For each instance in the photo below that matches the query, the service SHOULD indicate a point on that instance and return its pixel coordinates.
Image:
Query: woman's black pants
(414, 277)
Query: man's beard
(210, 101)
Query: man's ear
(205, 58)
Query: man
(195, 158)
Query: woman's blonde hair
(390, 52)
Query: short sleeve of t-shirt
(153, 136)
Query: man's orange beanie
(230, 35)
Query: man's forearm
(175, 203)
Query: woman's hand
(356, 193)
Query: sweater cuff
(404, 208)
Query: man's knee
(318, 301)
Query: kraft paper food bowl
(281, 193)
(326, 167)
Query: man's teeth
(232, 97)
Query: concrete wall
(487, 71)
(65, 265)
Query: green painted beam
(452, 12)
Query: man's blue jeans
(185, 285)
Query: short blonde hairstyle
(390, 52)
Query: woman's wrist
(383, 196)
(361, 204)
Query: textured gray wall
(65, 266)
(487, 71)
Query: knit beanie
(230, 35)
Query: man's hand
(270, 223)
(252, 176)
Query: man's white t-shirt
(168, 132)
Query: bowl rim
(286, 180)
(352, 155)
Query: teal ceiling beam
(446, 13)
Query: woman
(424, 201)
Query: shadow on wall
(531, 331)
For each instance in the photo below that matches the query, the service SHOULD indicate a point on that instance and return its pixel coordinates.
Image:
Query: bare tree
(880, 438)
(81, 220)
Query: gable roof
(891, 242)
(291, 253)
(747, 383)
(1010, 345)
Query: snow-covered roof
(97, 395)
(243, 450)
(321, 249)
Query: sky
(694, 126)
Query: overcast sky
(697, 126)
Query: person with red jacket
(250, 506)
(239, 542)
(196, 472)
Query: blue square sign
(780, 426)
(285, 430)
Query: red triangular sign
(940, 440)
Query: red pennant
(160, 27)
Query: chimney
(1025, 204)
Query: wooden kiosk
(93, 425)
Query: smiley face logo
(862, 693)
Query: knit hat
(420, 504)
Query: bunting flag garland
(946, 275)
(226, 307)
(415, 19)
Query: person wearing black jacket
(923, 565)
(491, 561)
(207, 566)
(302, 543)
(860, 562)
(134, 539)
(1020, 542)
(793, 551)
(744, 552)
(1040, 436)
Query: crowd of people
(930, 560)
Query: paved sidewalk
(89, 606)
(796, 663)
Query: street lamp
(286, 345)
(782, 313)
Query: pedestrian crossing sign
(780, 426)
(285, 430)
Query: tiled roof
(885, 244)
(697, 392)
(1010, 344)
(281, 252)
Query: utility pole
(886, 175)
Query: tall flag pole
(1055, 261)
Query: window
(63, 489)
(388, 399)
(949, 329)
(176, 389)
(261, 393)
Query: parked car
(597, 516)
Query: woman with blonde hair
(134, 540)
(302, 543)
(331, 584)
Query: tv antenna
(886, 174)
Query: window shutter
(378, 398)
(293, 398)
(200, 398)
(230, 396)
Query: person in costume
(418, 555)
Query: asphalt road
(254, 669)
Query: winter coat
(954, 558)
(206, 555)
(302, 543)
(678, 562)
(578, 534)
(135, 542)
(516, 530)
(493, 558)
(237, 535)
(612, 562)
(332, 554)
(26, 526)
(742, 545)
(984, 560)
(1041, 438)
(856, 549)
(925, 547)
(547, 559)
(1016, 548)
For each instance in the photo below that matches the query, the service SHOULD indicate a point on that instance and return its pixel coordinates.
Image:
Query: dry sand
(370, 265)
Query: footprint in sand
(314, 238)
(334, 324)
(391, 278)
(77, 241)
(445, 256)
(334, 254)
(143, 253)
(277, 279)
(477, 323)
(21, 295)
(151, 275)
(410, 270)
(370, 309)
++++++++
→ REQUIRED WORK
Without omission, retype the full listing shown above.

→ ANSWER FOR THE TASK
For each instance in the photo below that matches the query, the service SHOULD indicate a point on that instance and return its pixel coordinates.
Image:
Query: woman's black pants
(414, 277)
Query: man's beard
(210, 101)
Query: man's ear
(205, 58)
Query: man
(195, 158)
Query: woman's blonde hair
(390, 52)
Query: short sleeve of t-shirt
(153, 136)
Query: man's orange beanie
(230, 35)
Query: man's forearm
(175, 203)
Query: woman's hand
(356, 193)
Query: sweater cuff
(404, 208)
Query: man's knee
(318, 301)
Query: kraft paper food bowl
(281, 193)
(326, 167)
Query: man's teeth
(232, 97)
Query: concrete wall
(487, 71)
(65, 265)
Query: green painted beam
(452, 12)
Query: man's blue jeans
(185, 285)
Query: short blonde hairstyle
(390, 52)
Query: woman's wrist
(383, 196)
(361, 204)
Query: textured gray wall
(65, 266)
(487, 71)
Query: knit beanie
(230, 35)
Query: man's hand
(270, 223)
(252, 176)
Query: man's white t-shirt
(168, 132)
Query: bowl rim
(286, 180)
(352, 155)
Query: teal ceiling beam
(446, 13)
Query: woman
(424, 201)
Query: shadow on wall
(531, 331)
For each instance in the photo below that matches the query, the service SHOULD indicate a point on that instance and return its pixel coordinates.
Image:
Query: bare tree
(880, 438)
(81, 220)
Query: gable roof
(891, 242)
(291, 253)
(747, 383)
(1010, 345)
Query: snow-covered roof
(97, 395)
(243, 450)
(321, 249)
Query: sky
(694, 126)
Query: overcast sky
(697, 126)
Query: person with red jacket
(250, 506)
(239, 542)
(196, 472)
Query: blue square sign
(780, 426)
(285, 430)
Query: red triangular sign
(940, 440)
Query: red pennant
(160, 27)
Query: chimney
(1025, 204)
Query: wooden kiosk
(93, 425)
Query: smiley face logo
(862, 693)
Query: knit hat
(420, 504)
Query: bunting flag garland
(946, 275)
(226, 307)
(415, 19)
Query: person wearing black jacket
(923, 565)
(491, 561)
(207, 566)
(302, 543)
(860, 562)
(134, 539)
(1020, 542)
(793, 551)
(744, 552)
(1040, 436)
Query: crowd of people
(930, 560)
Query: paved sidewalk
(89, 606)
(796, 663)
Query: street lamp
(286, 345)
(782, 313)
Query: pedestrian crossing sign
(780, 426)
(285, 430)
Query: tiled roof
(885, 244)
(697, 392)
(1010, 344)
(281, 252)
Query: utility pole
(886, 175)
Query: tall flag pole
(1055, 261)
Query: window
(63, 489)
(388, 399)
(949, 329)
(176, 389)
(261, 393)
Query: parked car
(597, 516)
Query: woman with blonde hair
(134, 540)
(302, 543)
(331, 584)
Query: tv antenna
(886, 174)
Query: window shutter
(378, 398)
(293, 398)
(200, 398)
(230, 396)
Query: person in costume
(418, 555)
Query: asphalt road
(254, 669)
Query: winter coat
(954, 558)
(206, 555)
(302, 543)
(678, 562)
(578, 534)
(135, 542)
(516, 530)
(493, 558)
(237, 535)
(612, 562)
(332, 554)
(26, 526)
(742, 545)
(984, 560)
(1041, 438)
(856, 549)
(925, 547)
(547, 559)
(1016, 548)
For each instance in the photo below that matches the query, the service SHOULD indicate a point on that instance and return its pixel coordinates.
Image:
Query: dry sand
(370, 265)
Query: footprint in sand
(314, 238)
(334, 324)
(391, 278)
(77, 241)
(445, 256)
(334, 254)
(143, 253)
(277, 279)
(477, 323)
(21, 295)
(151, 275)
(410, 270)
(370, 309)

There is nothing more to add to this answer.